Prompt 1 |
Duplicate the entries verbatim, starting at the line containing "wanted | a marker on every instance of the bolt" and ending at the last line of the entries.

### Selection

In December 1994, the government raided the Hopkins Building,
an establishment regarded by law enforcement as the primary location
for drug distribution in downtown Jacksonville, North Carolina. A
large amount of crack was recovered and a number of suspected drug
dealers were arrested at that time. Over the next year, the government
questioned the dealers, most of whom named Wilson as one of the
main suppliers of crack in Jacksonville. Several witnesses confirmed
that Wilson's involvement with illegal drug distribution in or near the
Hopkins Building began as early as 1989.
On May 10, 1996, Detective Paul Spring of the Jacksonville Police
Department stopped Wilson on Bell Fork Road in Jacksonville. The
stop was initiated after Officer Spring received information from a
confidential informant that Wilson was in Jacksonville. Officer
Spring arrested Wilson for the sale and delivery of cocaine. In Wil-
son's car, Spring found a pager, $2,040 in cash and a plastic bag tied
in a way that suggested that Wilson had used the bag for drug transac-
tions.

######
### The records

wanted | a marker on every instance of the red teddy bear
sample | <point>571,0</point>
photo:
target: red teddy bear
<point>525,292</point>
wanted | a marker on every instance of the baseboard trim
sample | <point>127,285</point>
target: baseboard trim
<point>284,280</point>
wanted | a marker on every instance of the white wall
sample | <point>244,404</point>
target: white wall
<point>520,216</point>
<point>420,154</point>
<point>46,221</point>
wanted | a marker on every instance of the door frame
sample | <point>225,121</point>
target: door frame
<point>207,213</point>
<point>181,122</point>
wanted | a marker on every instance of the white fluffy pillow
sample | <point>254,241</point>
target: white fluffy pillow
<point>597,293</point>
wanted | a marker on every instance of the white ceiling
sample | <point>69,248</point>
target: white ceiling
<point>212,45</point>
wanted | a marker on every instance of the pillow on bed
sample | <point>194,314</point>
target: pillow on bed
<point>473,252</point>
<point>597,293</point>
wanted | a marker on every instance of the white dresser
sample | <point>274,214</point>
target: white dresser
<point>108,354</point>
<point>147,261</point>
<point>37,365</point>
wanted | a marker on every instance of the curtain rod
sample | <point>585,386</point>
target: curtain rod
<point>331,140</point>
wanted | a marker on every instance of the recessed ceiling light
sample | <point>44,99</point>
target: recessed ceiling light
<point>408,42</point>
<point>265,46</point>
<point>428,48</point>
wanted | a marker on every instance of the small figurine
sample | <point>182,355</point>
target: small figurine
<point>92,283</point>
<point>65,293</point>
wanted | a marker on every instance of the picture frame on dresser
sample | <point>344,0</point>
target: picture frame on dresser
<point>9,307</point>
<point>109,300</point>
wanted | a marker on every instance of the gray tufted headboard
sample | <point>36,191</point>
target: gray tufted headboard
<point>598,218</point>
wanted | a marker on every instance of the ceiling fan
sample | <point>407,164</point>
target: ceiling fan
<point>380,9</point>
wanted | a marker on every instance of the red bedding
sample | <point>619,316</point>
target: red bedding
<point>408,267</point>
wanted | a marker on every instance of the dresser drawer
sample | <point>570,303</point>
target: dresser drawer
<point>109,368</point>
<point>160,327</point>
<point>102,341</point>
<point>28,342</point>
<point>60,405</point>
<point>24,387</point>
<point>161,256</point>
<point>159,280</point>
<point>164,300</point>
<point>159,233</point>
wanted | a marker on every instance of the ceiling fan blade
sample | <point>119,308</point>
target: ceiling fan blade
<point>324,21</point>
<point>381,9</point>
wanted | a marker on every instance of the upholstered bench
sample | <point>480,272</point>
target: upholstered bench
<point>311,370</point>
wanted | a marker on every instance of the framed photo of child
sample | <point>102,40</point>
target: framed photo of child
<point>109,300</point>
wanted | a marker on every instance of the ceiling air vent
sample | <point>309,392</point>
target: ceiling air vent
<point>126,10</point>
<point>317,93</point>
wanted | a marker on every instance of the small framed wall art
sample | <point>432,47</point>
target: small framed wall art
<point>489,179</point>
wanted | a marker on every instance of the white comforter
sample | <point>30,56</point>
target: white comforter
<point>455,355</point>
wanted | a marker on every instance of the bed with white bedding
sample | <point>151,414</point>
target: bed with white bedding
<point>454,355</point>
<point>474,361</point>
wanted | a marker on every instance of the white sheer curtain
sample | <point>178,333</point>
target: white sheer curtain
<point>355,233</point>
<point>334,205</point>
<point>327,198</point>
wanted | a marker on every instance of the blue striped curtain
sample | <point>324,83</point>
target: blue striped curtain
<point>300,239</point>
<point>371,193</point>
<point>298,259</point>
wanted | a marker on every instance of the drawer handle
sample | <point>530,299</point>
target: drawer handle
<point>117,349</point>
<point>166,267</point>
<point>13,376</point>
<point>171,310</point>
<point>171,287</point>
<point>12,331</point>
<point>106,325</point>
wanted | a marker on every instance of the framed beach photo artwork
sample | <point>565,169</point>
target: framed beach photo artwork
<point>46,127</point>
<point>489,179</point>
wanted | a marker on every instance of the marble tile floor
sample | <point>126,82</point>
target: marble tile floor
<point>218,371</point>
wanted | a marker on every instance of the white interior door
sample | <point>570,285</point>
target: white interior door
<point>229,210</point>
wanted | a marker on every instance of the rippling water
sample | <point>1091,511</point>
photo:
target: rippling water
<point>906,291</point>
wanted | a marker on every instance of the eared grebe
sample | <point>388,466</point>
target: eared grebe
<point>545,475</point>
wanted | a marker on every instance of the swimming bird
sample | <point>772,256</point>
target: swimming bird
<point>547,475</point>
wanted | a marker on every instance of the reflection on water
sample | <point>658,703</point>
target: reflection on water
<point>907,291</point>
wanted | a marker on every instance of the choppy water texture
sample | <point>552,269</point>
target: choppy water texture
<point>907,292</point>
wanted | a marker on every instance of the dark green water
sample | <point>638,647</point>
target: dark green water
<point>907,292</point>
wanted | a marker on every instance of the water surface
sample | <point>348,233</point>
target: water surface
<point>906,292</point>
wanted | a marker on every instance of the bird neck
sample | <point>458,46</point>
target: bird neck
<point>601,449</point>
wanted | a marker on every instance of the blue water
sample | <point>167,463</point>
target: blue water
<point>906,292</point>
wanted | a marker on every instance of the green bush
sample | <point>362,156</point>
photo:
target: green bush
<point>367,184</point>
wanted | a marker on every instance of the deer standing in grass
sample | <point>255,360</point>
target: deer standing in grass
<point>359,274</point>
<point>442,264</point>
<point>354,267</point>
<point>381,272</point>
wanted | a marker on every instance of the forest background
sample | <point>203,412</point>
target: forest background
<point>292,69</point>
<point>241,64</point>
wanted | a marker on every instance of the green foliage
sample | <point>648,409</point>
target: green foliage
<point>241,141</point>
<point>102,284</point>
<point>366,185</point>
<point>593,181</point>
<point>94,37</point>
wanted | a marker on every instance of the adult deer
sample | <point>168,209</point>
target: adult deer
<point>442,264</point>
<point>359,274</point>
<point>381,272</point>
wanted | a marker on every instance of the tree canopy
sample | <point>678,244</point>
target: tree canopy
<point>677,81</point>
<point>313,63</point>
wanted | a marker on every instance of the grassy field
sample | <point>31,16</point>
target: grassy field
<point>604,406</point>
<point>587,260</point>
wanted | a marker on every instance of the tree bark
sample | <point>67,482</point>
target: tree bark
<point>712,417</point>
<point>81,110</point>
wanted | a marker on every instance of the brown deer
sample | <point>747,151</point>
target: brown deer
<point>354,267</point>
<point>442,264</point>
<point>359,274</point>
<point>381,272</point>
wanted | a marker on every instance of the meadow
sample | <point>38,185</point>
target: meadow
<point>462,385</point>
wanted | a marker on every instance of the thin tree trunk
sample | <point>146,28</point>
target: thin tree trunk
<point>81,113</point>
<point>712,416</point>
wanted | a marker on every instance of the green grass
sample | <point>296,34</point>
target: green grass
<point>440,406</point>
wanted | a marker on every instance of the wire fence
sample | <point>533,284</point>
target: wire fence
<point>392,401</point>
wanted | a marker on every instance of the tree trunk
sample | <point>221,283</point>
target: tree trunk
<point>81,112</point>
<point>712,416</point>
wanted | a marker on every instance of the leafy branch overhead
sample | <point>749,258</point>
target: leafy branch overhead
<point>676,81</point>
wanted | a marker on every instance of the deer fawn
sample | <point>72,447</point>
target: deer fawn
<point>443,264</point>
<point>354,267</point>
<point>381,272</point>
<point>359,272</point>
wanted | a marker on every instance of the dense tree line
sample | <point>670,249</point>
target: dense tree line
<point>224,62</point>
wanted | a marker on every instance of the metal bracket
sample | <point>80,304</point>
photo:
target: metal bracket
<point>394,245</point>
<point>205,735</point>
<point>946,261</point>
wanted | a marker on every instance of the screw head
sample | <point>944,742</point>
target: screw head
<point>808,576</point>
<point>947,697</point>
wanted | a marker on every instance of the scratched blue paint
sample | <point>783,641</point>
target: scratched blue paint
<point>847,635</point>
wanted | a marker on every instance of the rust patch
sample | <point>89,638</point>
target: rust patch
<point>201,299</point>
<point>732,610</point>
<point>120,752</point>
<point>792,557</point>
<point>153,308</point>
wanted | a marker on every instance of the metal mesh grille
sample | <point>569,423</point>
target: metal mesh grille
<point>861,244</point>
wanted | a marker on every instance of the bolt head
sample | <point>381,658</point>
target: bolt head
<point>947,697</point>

######

Prompt 2 |
From the passage on the Hopkins Building raid above, write out the wording starting at "In December 1994, the" and ending at "early as 1989.", with no changes.

Correct output 1 |
wanted | a marker on every instance of the bolt head
sample | <point>381,658</point>
target: bolt head
<point>947,697</point>

Correct output 2 |
In December 1994, the government raided the Hopkins Building,
an establishment regarded by law enforcement as the primary location
for drug distribution in downtown Jacksonville, North Carolina. A
large amount of crack was recovered and a number of suspected drug
dealers were arrested at that time. Over the next year, the government
questioned the dealers, most of whom named Wilson as one of the
main suppliers of crack in Jacksonville. Several witnesses confirmed
that Wilson's involvement with illegal drug distribution in or near the
Hopkins Building began as early as 1989.